BLOCO DE TEXTO
Legenda: Juazeiro do Norte, no Cariri, é a segunda cidade do Estado com maior número de casos de Covid: 15.967
Foto: Antonio Rodrigues

Para frear a crescente dos casos nesses municípios e evitar que outros apresentem a mesma tendência, o médico e professor Ivo Castelo Branco argumenta que "o governo deve fazer o que tem de ser feito, mesmo que adote medidas que não sejam simpáticas".

Municípios

O início desta semana nas cidades mencionadas na publicação do novo decreto estadual tem sido "para traçar estratégias". O gestor da Saúde em Russas, no Vale do Jaguaribe, Reginaldo Chagas, disse que "vai atender as recomendações e esperar que o Ministério Público Eleitoral adote medidas mais enérgicas, se necessário, contra aglomerações em eventos de campanha".

No entanto, ele ressalta que o aumento pode estar ligado "a casos que só agora foram notificados, mas que ocorreram há mais de três semanas". Já o secretário de Saúde de Tauá, Marcos Noronha, na região dos Inhamuns, avalia que os casos "aparecem porque temos realizado testes em massa, até mais que o Estado".

Contudo, ele lamentou o comportamento dos moradores e atribuiu à Polícia Militar o papel de fiscalizar e punir. "Existem aglomerações na campanha eleitoral e muitos grupos não estão nem aí, mas quem tem a força de coerção é o Estado, que baixou as normas sanitárias".

Em Crateús, o assessor jurídico do Município, Emanoel Castro, também afirmou que a cidade vai adotar as medidas recomendadas pelo governo do Estado para tentar dispor de maior controle e evitar a expansão da pandemia do novo coronavírus. A Secretaria da Saúde de Crateús atribuiu o crescimento do número de casos ao processo de "reabertura de restaurantes e lanchonetes" onde as pessoas permanecem sem máscara. Neste cenário, foram aplicadas 40 notificações contra estabelecimentos comerciais abertos de forma irregular.

OS DADOS
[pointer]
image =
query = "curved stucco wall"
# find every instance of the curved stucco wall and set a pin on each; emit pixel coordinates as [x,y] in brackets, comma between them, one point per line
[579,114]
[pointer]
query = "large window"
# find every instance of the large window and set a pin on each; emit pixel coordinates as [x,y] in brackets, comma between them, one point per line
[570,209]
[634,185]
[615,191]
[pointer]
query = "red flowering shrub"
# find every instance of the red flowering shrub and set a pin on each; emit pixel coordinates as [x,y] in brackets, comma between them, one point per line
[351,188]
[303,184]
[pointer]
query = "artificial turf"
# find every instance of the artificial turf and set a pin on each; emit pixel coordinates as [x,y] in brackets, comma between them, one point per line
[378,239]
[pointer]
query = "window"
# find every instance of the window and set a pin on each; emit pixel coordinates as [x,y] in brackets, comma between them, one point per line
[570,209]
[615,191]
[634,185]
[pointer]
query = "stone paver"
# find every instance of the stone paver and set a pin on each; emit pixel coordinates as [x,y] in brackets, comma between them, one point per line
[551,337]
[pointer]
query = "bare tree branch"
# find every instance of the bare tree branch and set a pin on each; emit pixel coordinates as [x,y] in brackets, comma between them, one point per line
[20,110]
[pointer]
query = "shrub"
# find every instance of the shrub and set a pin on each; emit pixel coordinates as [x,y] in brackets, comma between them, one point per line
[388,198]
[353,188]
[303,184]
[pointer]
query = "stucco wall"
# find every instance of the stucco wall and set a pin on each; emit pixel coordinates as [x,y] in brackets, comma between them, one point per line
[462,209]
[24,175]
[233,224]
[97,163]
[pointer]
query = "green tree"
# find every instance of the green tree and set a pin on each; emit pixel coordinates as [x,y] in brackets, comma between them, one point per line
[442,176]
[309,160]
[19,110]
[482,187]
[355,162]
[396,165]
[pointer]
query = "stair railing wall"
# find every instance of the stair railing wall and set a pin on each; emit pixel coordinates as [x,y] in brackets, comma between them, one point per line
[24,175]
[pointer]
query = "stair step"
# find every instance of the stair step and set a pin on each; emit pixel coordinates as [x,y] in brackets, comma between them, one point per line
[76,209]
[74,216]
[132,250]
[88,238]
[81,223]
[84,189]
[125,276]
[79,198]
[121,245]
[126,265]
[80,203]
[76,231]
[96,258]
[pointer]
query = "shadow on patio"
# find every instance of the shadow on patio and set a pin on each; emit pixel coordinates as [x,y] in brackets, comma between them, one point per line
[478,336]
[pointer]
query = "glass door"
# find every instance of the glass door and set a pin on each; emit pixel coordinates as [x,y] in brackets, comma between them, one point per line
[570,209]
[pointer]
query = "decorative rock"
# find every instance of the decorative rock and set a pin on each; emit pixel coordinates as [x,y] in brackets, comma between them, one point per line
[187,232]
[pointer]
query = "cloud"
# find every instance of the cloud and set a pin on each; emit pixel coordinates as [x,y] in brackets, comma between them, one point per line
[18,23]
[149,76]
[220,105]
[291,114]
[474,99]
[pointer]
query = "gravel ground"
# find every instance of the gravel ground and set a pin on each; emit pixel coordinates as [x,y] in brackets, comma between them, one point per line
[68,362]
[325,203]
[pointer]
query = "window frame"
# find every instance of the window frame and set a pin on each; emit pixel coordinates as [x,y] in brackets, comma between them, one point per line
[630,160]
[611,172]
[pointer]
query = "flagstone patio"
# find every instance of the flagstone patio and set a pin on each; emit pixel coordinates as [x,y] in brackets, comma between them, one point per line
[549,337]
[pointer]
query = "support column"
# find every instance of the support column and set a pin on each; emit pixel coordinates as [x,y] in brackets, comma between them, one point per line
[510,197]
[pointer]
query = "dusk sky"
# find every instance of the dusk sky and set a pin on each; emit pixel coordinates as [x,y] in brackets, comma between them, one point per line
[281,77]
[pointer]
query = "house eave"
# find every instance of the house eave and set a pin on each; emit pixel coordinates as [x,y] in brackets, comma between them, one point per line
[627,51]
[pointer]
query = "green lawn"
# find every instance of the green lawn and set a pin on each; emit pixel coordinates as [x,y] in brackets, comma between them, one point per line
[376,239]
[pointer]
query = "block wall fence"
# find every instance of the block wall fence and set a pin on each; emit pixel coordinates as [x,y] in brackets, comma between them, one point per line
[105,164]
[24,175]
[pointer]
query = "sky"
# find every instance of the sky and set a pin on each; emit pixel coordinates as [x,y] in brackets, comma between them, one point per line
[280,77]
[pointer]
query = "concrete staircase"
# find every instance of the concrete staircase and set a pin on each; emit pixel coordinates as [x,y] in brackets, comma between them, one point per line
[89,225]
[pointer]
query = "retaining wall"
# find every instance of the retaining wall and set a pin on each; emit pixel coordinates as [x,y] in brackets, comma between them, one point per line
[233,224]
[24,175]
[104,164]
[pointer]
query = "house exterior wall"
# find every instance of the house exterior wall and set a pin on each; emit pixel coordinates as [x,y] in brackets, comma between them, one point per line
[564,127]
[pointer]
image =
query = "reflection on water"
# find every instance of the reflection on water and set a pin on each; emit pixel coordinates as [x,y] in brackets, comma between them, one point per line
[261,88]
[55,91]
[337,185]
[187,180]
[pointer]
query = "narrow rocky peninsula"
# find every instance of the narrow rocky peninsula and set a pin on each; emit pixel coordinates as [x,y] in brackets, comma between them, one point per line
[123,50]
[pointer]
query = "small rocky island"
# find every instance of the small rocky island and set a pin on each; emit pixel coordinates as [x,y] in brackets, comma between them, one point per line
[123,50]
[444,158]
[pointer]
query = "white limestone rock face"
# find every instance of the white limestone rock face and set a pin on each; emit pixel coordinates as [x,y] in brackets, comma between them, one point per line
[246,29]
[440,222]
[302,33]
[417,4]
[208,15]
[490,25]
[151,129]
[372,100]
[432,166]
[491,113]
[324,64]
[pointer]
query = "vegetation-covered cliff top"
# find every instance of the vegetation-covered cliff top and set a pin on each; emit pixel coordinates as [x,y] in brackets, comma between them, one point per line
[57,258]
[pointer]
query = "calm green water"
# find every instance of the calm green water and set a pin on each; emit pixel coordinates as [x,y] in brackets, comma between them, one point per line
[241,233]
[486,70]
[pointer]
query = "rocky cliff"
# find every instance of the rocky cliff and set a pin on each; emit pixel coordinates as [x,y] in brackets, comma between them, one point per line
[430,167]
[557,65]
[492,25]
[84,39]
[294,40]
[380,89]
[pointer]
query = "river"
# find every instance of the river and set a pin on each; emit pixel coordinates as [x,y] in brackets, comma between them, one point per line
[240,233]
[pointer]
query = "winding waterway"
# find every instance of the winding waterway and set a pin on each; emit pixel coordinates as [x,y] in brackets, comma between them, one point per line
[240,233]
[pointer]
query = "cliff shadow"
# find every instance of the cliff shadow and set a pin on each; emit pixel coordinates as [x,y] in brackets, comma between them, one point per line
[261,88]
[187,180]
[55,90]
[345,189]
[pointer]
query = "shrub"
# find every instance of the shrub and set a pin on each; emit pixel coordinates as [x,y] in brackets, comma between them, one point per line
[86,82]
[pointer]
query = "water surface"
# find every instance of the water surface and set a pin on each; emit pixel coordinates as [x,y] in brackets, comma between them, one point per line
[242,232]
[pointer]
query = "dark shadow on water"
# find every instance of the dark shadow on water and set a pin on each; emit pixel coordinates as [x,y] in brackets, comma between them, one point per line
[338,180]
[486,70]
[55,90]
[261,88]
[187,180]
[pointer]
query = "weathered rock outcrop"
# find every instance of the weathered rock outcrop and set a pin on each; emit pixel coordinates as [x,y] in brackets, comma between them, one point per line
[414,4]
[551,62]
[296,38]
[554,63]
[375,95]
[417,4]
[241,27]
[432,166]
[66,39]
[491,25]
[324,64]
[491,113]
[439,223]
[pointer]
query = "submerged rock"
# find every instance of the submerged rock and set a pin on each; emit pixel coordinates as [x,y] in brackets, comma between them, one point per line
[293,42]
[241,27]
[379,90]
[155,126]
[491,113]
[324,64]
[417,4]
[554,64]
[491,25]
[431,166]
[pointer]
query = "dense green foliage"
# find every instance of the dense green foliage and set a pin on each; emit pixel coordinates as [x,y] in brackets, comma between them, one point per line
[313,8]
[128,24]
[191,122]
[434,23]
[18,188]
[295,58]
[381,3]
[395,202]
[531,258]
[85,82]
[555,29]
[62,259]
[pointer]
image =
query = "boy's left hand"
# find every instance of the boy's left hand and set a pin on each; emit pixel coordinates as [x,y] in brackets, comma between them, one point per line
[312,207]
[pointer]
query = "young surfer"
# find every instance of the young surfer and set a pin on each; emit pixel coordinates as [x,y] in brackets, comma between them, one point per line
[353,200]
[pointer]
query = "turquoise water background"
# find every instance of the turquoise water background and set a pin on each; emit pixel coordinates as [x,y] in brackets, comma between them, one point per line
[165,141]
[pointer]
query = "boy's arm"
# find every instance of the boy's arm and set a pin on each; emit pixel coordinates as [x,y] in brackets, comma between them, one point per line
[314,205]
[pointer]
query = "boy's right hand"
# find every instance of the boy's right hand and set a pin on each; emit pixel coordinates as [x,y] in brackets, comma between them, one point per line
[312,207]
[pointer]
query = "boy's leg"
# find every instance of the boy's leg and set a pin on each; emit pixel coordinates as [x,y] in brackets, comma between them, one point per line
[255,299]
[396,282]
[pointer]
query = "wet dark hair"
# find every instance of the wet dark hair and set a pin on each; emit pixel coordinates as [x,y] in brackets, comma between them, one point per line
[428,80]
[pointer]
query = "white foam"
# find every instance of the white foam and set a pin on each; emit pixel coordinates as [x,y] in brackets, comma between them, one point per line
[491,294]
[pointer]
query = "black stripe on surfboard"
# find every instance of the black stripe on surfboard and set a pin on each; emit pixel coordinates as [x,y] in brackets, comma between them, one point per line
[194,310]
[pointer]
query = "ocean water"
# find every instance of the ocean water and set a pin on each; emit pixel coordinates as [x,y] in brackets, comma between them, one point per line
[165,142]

INSTRUÇÕES DE TRABALHO
A – Segundo o bloco de texto, quantas notificações foram aplicadas em Crateús contra estabelecimentos comerciais abertos de forma irregular?
B – Reescreva o trecho do bloco de texto que vai de "Contudo, ele lamentou" até "de forma irregular.", substituindo "pandemia" por "epidemia".

RESPOSTAS DA ATIVIDADE
A – Foram aplicadas 40 notificações.

B –
Contudo, ele lamentou o comportamento dos moradores e atribuiu à Polícia Militar o papel de fiscalizar e punir. "Existem aglomerações na campanha eleitoral e muitos grupos não estão nem aí, mas quem tem a força de coerção é o Estado, que baixou as normas sanitárias".

Em Crateús, o assessor jurídico do Município, Emanoel Castro, também afirmou que a cidade vai adotar as medidas recomendadas pelo governo do Estado para tentar dispor de maior controle e evitar a expansão da epidemia do novo coronavírus. A Secretaria da Saúde de Crateús atribuiu o crescimento do número de casos ao processo de "reabertura de restaurantes e lanchonetes" onde as pessoas permanecem sem máscara. Neste cenário, foram aplicadas 40 notificações contra estabelecimentos comerciais abertos de forma irregular.